I get myself orientated around the venue and go looking for scran. I see some rough looking folk lurking in the lanes – hard eastern faces bitten by the sea, Viking types with ten inch stares. Tinsel is creeping into the crevices now and a vile conical structure blinks in a square in a vain attempt to ironise the traditional Christmas tree. It’s not ironic, it’s just shit.
The gig is the old Anglia TV studio of Sale of the Century fame. I was here in the nineties miming on some Euro pop show but any other details are lost to me now. My memory has become unreliable. I can’t tell the difference anymore between what happened and what I’ve invented. In this way we all construct our own past. I have decided that I was a welder before I became a cosmonaut.

☆ ☆ ☆

** Required tasks **
**1)** Copy the passage about the old Anglia TV studio between "I get myself" and "became a cosmonaut.", inclusive, switching "scran" to "food".
**2)** In the passage about the old Anglia TV studio, what was the narrator doing there in the nineties?
The items that follow come from a separate source.

Natural-language descriptions of regions
☆ ☆ ☆

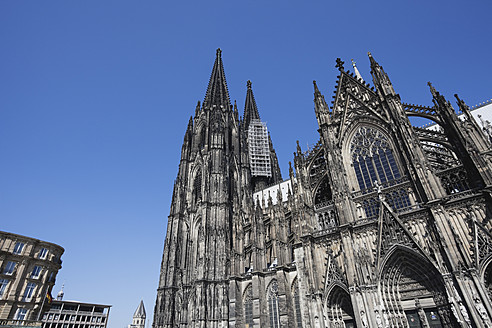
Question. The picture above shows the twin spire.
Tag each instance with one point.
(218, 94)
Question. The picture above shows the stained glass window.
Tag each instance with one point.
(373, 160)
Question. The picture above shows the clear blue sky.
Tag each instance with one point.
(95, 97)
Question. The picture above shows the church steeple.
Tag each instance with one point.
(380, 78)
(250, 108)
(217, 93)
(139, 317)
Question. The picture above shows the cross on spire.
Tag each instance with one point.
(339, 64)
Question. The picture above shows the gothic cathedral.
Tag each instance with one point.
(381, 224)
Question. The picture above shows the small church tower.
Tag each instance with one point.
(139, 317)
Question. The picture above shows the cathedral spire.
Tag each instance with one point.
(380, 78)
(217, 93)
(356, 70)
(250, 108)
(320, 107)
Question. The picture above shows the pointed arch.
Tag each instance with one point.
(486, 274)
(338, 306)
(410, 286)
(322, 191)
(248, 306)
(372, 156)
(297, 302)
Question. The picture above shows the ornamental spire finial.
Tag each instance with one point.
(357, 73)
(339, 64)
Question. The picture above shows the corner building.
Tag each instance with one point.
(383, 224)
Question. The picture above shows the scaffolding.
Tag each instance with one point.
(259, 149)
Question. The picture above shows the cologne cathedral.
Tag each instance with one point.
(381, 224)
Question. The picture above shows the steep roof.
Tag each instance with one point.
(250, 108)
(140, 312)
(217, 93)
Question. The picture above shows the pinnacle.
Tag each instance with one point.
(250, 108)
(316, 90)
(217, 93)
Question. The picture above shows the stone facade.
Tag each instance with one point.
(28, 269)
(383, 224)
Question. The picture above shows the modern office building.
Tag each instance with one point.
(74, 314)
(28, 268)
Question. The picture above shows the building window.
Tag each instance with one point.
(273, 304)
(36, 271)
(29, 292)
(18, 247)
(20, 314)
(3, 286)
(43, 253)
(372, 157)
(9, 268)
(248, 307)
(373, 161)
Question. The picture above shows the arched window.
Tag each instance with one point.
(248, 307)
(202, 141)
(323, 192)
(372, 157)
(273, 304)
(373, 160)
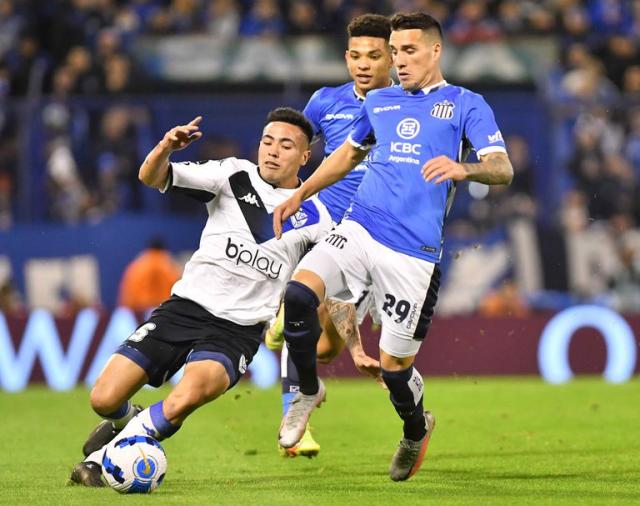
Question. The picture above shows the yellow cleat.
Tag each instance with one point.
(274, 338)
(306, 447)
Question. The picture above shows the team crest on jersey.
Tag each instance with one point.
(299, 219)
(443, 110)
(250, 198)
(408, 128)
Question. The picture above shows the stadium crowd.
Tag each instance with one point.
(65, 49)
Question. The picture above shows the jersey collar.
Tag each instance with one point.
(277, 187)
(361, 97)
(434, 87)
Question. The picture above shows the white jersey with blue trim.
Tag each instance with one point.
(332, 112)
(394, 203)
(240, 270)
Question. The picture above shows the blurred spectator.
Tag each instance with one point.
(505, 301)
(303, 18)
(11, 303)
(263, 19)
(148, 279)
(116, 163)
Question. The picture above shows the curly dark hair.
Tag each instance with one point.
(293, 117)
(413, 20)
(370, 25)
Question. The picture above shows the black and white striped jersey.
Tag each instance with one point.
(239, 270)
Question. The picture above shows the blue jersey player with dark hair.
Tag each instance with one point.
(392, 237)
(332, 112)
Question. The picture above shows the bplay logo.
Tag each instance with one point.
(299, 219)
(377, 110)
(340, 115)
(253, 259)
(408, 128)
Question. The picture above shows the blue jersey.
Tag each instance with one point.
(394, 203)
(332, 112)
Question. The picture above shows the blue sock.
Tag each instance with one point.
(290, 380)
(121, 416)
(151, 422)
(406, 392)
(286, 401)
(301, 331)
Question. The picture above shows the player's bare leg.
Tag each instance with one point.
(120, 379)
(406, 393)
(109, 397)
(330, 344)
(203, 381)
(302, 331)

☆ ☆ ☆

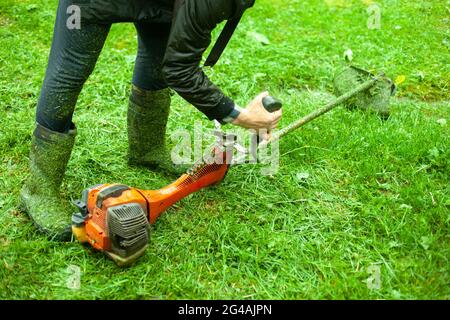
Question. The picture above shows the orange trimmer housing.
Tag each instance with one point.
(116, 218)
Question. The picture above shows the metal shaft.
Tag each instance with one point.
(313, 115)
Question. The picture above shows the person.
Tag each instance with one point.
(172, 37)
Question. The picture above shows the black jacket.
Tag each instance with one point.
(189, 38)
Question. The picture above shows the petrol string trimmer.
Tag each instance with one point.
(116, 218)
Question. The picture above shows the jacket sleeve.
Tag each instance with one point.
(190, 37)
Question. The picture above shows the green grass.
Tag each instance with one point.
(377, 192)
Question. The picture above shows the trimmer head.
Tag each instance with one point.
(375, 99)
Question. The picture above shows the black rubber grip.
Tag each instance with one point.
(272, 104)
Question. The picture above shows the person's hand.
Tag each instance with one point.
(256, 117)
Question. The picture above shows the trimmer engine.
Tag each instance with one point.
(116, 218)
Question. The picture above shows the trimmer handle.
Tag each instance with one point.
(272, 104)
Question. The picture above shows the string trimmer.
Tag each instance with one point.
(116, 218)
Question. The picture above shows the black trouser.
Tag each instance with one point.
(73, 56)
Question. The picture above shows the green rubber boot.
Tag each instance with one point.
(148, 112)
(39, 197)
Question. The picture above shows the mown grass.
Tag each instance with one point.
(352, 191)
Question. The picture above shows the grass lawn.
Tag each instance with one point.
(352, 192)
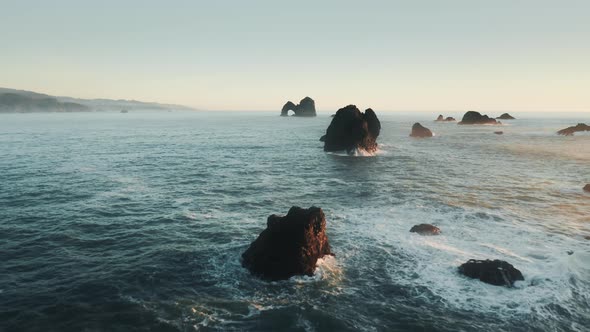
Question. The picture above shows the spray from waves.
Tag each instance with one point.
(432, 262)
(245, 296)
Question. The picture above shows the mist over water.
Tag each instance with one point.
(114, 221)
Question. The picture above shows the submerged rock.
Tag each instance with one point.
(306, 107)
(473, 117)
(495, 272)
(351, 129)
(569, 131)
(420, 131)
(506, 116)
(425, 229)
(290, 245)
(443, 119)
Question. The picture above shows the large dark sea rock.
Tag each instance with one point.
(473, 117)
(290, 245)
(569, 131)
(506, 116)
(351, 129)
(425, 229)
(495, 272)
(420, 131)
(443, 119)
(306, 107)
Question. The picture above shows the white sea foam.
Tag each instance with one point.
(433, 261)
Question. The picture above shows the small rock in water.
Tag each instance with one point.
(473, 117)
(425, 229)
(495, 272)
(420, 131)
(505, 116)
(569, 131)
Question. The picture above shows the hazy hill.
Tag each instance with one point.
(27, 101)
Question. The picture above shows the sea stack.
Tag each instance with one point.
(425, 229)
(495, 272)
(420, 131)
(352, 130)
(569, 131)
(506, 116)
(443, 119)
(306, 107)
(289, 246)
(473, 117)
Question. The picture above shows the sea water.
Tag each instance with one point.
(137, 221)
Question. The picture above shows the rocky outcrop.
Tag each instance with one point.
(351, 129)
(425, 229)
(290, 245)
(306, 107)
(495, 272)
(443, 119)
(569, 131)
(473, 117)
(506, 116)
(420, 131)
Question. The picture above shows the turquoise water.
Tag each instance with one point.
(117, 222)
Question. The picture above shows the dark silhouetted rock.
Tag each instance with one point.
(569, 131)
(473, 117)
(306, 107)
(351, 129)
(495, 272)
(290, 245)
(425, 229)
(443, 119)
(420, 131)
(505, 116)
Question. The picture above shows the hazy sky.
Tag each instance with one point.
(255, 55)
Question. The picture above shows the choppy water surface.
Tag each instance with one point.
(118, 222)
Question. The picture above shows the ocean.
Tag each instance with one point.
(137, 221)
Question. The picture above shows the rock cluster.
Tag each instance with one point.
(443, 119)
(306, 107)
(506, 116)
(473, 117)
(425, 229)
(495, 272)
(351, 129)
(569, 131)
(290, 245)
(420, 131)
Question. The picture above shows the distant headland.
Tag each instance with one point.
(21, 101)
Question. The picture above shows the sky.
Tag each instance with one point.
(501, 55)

☆ ☆ ☆

** Task-by-task solutions **
**1)**
I get myself orientated around the venue and go looking for food. I see some rough looking folk lurking in the lanes – hard eastern faces bitten by the sea, Viking types with ten inch stares. Tinsel is creeping into the crevices now and a vile conical structure blinks in a square in a vain attempt to ironise the traditional Christmas tree. It’s not ironic, it’s just shit.
The gig is the old Anglia TV studio of Sale of the Century fame. I was here in the nineties miming on some Euro pop show but any other details are lost to me now. My memory has become unreliable. I can’t tell the difference anymore between what happened and what I’ve invented. In this way we all construct our own past. I have decided that I was a welder before I became a cosmonaut.

**2)** Miming on some Euro pop show.